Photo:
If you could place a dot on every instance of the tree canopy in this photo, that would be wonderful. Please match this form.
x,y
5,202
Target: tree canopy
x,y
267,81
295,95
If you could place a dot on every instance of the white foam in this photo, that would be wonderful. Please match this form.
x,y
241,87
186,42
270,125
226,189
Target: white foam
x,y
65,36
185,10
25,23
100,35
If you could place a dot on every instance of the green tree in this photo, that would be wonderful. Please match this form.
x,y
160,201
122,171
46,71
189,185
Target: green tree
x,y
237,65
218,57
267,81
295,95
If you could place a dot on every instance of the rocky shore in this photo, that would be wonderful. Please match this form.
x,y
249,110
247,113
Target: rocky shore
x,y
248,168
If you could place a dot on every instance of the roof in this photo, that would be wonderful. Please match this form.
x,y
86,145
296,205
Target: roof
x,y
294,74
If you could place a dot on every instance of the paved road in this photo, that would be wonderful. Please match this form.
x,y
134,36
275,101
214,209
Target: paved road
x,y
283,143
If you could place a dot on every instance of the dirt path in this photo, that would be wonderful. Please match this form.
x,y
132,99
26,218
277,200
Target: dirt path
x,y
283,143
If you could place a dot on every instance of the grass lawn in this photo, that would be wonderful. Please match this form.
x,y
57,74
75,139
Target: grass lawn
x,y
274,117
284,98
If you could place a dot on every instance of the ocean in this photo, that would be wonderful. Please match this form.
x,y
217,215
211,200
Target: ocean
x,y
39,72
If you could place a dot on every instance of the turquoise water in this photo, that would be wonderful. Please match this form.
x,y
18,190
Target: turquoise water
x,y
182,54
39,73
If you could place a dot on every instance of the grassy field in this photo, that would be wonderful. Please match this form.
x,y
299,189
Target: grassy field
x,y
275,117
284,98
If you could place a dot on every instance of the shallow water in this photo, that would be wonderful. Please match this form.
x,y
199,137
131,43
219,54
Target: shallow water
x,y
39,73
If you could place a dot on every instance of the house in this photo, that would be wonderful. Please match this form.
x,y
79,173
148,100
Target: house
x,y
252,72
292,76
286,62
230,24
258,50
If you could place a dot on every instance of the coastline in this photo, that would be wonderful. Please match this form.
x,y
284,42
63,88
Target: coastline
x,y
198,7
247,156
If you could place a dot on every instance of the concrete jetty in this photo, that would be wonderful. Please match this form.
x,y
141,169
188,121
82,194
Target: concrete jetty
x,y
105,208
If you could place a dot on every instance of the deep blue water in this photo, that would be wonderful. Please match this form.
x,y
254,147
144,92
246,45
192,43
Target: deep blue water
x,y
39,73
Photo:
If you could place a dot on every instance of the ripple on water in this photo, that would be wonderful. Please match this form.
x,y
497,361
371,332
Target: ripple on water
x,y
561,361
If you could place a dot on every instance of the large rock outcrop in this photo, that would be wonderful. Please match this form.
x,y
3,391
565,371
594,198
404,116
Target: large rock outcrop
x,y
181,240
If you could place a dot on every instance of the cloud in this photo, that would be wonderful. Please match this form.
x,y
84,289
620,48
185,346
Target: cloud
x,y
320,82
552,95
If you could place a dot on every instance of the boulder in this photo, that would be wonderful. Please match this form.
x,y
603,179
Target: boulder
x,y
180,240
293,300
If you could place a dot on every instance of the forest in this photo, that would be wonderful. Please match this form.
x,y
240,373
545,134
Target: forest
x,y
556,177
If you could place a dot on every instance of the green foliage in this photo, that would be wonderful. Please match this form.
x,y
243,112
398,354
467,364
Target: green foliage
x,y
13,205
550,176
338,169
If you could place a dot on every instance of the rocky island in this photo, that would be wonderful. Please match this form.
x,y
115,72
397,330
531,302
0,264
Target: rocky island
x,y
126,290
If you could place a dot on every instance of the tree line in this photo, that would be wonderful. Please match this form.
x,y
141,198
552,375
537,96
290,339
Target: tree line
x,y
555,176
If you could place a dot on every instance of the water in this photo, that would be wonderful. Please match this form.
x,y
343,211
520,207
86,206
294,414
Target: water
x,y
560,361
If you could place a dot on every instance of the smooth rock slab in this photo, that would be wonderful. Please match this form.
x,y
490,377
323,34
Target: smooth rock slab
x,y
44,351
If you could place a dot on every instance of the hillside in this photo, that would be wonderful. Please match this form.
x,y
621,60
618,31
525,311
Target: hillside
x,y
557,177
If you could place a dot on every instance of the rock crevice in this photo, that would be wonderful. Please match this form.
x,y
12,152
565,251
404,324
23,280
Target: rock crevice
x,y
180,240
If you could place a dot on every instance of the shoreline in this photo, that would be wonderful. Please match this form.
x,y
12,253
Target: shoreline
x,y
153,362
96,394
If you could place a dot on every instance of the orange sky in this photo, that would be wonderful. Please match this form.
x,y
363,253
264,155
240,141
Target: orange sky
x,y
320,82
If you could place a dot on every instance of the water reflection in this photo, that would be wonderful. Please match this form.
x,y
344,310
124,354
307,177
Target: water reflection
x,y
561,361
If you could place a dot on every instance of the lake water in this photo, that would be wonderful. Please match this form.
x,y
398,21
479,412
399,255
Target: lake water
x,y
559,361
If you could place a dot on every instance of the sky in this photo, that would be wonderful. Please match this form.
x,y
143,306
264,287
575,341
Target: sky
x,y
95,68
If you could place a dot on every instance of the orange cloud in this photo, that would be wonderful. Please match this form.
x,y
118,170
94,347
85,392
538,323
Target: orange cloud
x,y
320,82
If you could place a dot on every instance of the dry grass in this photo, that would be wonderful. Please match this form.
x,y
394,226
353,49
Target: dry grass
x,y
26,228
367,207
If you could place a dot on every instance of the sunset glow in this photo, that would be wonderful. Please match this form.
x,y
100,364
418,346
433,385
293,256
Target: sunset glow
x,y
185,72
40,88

-*-

Exercise: Start to finish, copy the records above with no differences.

Solution to this exercise:
Photo:
If you could place a dot on every instance of the tree canopy in this photo, that would be wonderful. Please match this form.
x,y
5,202
Target: tree canopy
x,y
267,81
295,95
If you could place a dot on every instance of the white foam in this photo, that would be wonderful. Please match this form.
x,y
241,87
186,42
270,125
226,189
Target: white foam
x,y
65,36
185,10
25,23
100,35
If you could place a dot on every instance of the green tree in this photo, that would be wonderful. Please match this form.
x,y
160,201
122,171
46,71
189,185
Target: green tree
x,y
237,65
218,57
267,81
295,95
If you could place a dot on every instance of the rocky shore in this photo, that would be wonderful. Please match this form.
x,y
249,110
247,113
Target: rocky shore
x,y
248,168
If you could place a dot on every instance of the roof in this photo, that would be wonderful. Please match this form.
x,y
86,145
296,205
Target: roof
x,y
294,74
If you could place a dot on every instance of the paved road in this photo, that would be wonderful. Please match this form.
x,y
134,36
275,101
214,209
Target: paved road
x,y
283,143
If you could place a dot on every instance of the dirt path in this photo, that would be wonderful. Please match this form.
x,y
132,99
26,218
277,200
Target: dirt path
x,y
283,143
If you could place a dot on every instance of the grass lawn in this photo, that would be wonderful. Please match this form.
x,y
57,74
75,139
Target: grass lawn
x,y
274,117
284,98
If you could place a dot on every instance of the ocean in this photo, that would be wonderful. Please match this form.
x,y
217,215
211,200
Target: ocean
x,y
39,72
If you could place a dot on every instance of the turquoise water in this photo, that would be wonderful. Please match this form.
x,y
18,190
Target: turquoise water
x,y
182,54
39,73
If you could place a dot on every instance of the grassy field in this photo, that would be wonderful. Please match this form.
x,y
299,189
Target: grassy field
x,y
275,117
284,98
If you could place a dot on every instance of the shallow water in this photo, that would be wonderful. Please match this form.
x,y
199,137
131,43
219,54
Target: shallow water
x,y
39,73
If you could place a dot on every instance of the house in this photo, that would be wonderful. Please match this form.
x,y
79,173
148,100
Target: house
x,y
252,72
292,76
286,62
230,24
258,50
If you could place a dot on every instance of the coastline in this photo, that would be wonderful. Please match this form.
x,y
284,42
63,88
Target: coastline
x,y
198,7
247,156
If you could place a dot on every instance of the concrete jetty in this photo, that would be wonderful. Please match this form.
x,y
141,169
188,121
82,194
Target: concrete jetty
x,y
105,208
If you could place a dot on every instance of the deep blue water in this photo, that would be wonderful. Please match this form.
x,y
254,147
144,92
246,45
192,43
Target: deep blue water
x,y
39,73
Photo:
If you could place a dot on every instance of the ripple on water in this photo, that would be wonderful. Please match this form.
x,y
497,361
371,332
Target: ripple on water
x,y
561,361
If you could place a dot on every instance of the large rock outcrop in this photo, that would be wonderful. Please match this form.
x,y
3,391
565,371
594,198
404,116
Target: large rock outcrop
x,y
181,240
If you could place a dot on every instance of the cloud in this photo, that would be wonderful. Please match this form.
x,y
84,289
620,48
185,346
Target: cloud
x,y
320,82
552,95
If you could place a dot on every instance of the boulder in this photo, that would be wonderful. Please match this form.
x,y
603,179
Target: boulder
x,y
180,240
293,300
If you could place a dot on every instance of the forest in this photo, that would be wonderful. Please match this form.
x,y
240,373
545,134
Target: forest
x,y
556,177
If you could place a dot on every instance of the green foliage in this photo, that would be wonderful. Please match this form.
x,y
243,112
398,354
467,364
Target: green foliage
x,y
13,205
550,176
338,169
If you could place a dot on every instance of the rocky island in this photo, that would be wonderful. Please match this form.
x,y
115,72
397,330
531,302
0,264
Target: rocky island
x,y
126,290
If you could place a dot on every instance of the tree line in this photo, that would be wonderful. Please match this form.
x,y
141,198
552,375
537,96
290,339
Target: tree line
x,y
555,176
If you could place a dot on every instance of the water in this photo, that would be wonderful. Please match this form.
x,y
343,211
520,207
86,206
294,414
Target: water
x,y
560,361
If you could place a dot on every instance of the smooth rock slab in this photo, that would be wonderful. Please match this form.
x,y
490,377
323,34
Target: smooth rock slab
x,y
44,351
If you could place a dot on every instance of the hillside in this photo, that would be wonderful. Please match this form.
x,y
621,60
618,31
525,311
Target: hillside
x,y
557,177
If you could place a dot on every instance of the rock crevice in this photo, that would be wonderful. Please match this form.
x,y
12,152
565,251
404,324
23,280
Target: rock crevice
x,y
180,240
If you could place a dot on every instance of the shoreline in this photo, that would be wonderful. Please match this form.
x,y
12,253
Target: shoreline
x,y
153,362
96,394
If you could place a dot on every instance of the orange sky in this photo, that would be wonderful. Please match this form.
x,y
363,253
264,155
240,141
Target: orange sky
x,y
320,82
If you could place a dot on every instance of the water reflection in this photo, that would be wonderful. Please match this form.
x,y
344,310
124,354
307,177
Target: water reflection
x,y
561,361
If you could place a dot on every instance of the lake water in this photo, that would be wonderful. Please match this form.
x,y
398,21
479,412
399,255
Target: lake water
x,y
559,361
If you could place a dot on every instance of the sky in this photo, that would be wonderful. Please match this form.
x,y
143,306
264,287
575,341
Target: sky
x,y
95,68
If you could place a dot on every instance of the orange cloud in this photo, that would be wonderful. Please match this form.
x,y
118,170
94,347
85,392
538,323
Target: orange cloud
x,y
320,82
If you could place a dot on every instance of the dry grass in this photo, that would be wonderful. Please match this form.
x,y
394,226
353,49
Target: dry grass
x,y
26,228
367,207
If you could place a dot on every instance of the sunset glow in this photo, that would be wonderful. Please match this form.
x,y
100,364
418,346
433,385
293,256
Target: sunset glow
x,y
185,72
40,88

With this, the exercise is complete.